Exercise brief » Say whether each statement agrees with the passage below on syndromes mapped to 1p36, answering yes or no and quoting the words of the passage that decide it: (a) Zellweger syndrome is a dominant disease. (b) Coding mutations of EPHA2 have been excluded in the family in the report. (c) The Volkmann cataract linkage region includes the EPHA2 gene.

--- Document excerpt ---

Other known syndromes mapping to 1p36 with phenotypic overlap with this family include Zellweger syndrome, galactose epimerase deficiency, and congenital and age-related cataract. Zellweger Syndrome (OMIM #214100) is a fatal recessive disease affecting the brain, liver and kidneys [19]. It is caused by disruption to peroxisome biogenesis. Many genes are known to cause the disease, including PEX14 on 1p36 [20]. This gene is known to be expressed in the eye and some reports of Zellwegger syndrome describe ocular features. Notably, parents of affected babies (i.e. heterozygous carriers of the condition) have been shown to have mild cataract, described as "curvilinear cortical condensations" [19], although comparison of the photographs published by Hittner et al [19] do not resemble the cataract observed in this family [5]. Galactose epimerase deficiency (OMIM #230350) is another syndrome mapping to 1p36 that can lead to cataracts. Deficiency of the UDP-galactose-4-epimerase (GALE) gene results in a form of galactosemia, with an inability to metabolise galactose and increases the risk of cataracts. Some patients also display developmental delay. Both age-related cortical cataract (OMIM #613020) and congenital posterior polar or total cataract (OMIM #116600) have been linked to 1p36 with the EPHA2 gene recently being described as causative of both conditions [1315]. Coding mutations of EPHA2 have been ruled out in the family in the current report, but intronic or distant regulatory mutations remain a possibility. A second locus for congenital cataract (Volkmann type, OMIM #115665) has also been reported on 1p36 [21]. The linkage region does not encompass the EPHA2 gene, however it does overlap with the region described in this Australian family (Figure 4). Although the Volkmann cataract phenotype is not syndromic and is likely distinct from that described in this family, it is possible that the two are allelic.

Figure 4
figure 4

Schematic of the linkage region. Overlap of the linkage region in this family with the mapped Volkmann Cataract region is shown along with the location of other genes causing cataract phenotypes (PEX14, EPHA2 and GALE)

--- Information provided ---

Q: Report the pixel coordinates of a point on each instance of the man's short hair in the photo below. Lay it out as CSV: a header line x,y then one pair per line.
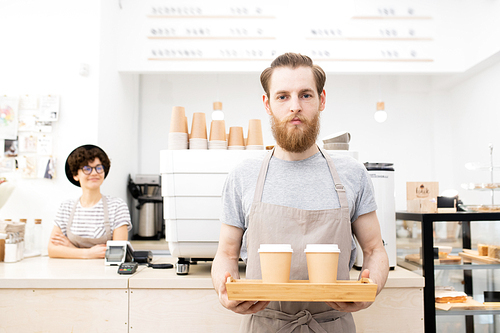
x,y
293,60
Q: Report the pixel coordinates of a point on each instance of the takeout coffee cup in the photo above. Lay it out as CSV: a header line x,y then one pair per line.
x,y
322,262
275,262
178,123
236,136
199,126
218,130
340,137
254,137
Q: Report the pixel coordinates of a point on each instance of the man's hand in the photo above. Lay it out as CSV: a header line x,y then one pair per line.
x,y
241,307
352,306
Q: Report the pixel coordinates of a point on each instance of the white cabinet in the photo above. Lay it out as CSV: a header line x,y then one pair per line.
x,y
192,182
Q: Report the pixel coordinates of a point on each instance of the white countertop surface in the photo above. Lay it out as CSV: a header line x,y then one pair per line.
x,y
47,273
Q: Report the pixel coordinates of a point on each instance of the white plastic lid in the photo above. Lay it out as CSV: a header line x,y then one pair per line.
x,y
322,248
275,248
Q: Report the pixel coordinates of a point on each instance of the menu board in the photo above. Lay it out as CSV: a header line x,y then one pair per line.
x,y
247,35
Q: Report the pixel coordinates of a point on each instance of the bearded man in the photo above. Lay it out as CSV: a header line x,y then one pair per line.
x,y
297,194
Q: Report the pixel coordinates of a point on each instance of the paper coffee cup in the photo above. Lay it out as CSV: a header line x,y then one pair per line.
x,y
178,120
254,137
322,262
199,126
218,130
340,137
275,262
236,136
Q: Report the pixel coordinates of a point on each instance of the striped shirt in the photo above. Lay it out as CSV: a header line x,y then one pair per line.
x,y
89,222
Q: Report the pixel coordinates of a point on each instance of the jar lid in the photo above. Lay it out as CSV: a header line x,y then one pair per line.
x,y
275,248
322,248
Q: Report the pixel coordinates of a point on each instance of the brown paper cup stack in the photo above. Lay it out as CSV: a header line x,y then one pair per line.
x,y
198,136
254,137
236,140
178,136
217,135
177,120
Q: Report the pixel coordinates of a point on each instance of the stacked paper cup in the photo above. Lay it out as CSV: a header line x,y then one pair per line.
x,y
236,140
254,137
337,141
198,136
178,136
217,135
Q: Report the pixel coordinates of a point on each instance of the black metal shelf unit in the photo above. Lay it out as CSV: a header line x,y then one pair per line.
x,y
427,224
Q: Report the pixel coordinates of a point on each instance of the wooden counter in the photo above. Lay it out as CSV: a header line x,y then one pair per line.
x,y
64,295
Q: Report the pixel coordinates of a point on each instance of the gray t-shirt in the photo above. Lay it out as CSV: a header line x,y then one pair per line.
x,y
305,184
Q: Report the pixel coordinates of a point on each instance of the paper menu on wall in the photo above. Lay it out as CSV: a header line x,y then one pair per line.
x,y
27,143
46,167
8,117
49,108
44,145
28,102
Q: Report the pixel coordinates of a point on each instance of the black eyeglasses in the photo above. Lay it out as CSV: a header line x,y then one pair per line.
x,y
88,170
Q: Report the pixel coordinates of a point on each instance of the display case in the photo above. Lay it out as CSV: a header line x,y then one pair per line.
x,y
417,253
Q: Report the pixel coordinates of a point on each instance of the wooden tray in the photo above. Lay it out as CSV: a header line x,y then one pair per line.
x,y
449,260
474,256
363,290
471,304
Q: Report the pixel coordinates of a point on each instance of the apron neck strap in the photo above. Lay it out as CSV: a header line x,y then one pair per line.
x,y
259,189
336,180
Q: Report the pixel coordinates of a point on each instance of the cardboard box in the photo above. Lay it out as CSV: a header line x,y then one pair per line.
x,y
421,197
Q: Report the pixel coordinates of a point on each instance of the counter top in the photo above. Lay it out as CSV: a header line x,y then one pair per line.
x,y
45,272
48,273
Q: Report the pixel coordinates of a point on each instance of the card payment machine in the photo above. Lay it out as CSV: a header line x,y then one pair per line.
x,y
118,252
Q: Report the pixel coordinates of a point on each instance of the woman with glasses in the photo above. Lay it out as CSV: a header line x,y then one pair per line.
x,y
83,226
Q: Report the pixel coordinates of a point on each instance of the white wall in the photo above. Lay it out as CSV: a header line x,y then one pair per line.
x,y
406,138
46,42
475,123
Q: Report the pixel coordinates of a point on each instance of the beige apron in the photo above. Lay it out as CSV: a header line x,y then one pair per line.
x,y
84,242
286,225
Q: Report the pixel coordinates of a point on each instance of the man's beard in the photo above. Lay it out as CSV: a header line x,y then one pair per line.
x,y
292,138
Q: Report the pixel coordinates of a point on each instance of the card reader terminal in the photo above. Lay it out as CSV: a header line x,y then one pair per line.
x,y
118,252
127,268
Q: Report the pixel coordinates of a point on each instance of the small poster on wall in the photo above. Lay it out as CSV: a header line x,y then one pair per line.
x,y
44,145
27,143
8,117
27,165
49,108
46,167
11,148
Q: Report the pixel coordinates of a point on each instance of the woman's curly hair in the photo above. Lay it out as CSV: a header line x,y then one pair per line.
x,y
82,157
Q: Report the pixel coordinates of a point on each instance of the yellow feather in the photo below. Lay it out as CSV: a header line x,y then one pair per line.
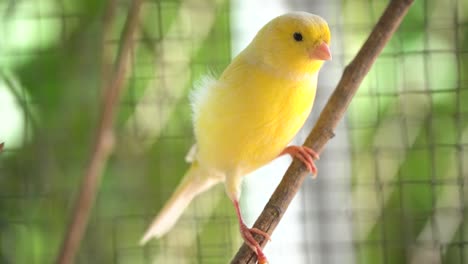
x,y
246,118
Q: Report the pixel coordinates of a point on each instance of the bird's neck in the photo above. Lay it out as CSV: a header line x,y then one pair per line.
x,y
294,72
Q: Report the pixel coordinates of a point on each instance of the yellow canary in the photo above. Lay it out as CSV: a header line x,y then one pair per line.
x,y
246,118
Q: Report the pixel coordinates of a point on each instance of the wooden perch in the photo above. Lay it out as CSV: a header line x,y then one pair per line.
x,y
104,140
333,112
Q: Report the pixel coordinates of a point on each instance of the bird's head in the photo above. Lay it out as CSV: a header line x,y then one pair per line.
x,y
296,43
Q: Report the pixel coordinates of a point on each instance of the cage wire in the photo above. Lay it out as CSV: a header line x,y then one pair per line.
x,y
392,185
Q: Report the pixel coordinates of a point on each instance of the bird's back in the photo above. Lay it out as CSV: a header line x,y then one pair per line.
x,y
246,119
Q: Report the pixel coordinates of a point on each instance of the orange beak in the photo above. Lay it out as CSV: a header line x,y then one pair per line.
x,y
321,52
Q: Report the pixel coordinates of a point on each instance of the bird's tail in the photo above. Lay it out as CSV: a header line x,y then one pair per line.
x,y
193,183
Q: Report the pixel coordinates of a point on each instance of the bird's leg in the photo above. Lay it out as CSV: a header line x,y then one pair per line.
x,y
247,235
304,154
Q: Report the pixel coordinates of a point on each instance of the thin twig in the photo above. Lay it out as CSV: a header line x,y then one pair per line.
x,y
103,143
333,112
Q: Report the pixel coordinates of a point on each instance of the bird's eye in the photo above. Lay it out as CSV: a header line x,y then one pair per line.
x,y
297,36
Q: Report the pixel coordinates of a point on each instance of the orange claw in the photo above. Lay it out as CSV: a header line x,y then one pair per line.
x,y
304,154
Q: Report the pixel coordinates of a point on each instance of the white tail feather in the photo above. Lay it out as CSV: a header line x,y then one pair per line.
x,y
192,184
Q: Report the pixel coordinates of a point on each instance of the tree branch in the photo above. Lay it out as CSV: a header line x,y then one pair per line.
x,y
333,112
104,139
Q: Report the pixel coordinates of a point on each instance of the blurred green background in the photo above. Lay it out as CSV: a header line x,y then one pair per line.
x,y
407,131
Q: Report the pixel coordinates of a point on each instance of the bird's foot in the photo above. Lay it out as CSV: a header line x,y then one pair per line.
x,y
247,235
304,154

---

Response to this task »
(a) No: "Zellweger Syndrome (OMIM #214100) is a fatal recessive disease affecting the brain, liver and kidneys"
(b) Yes: "Coding mutations of EPHA2 have been ruled out in the family in the current report"
(c) No: "The linkage region does not encompass the EPHA2 gene"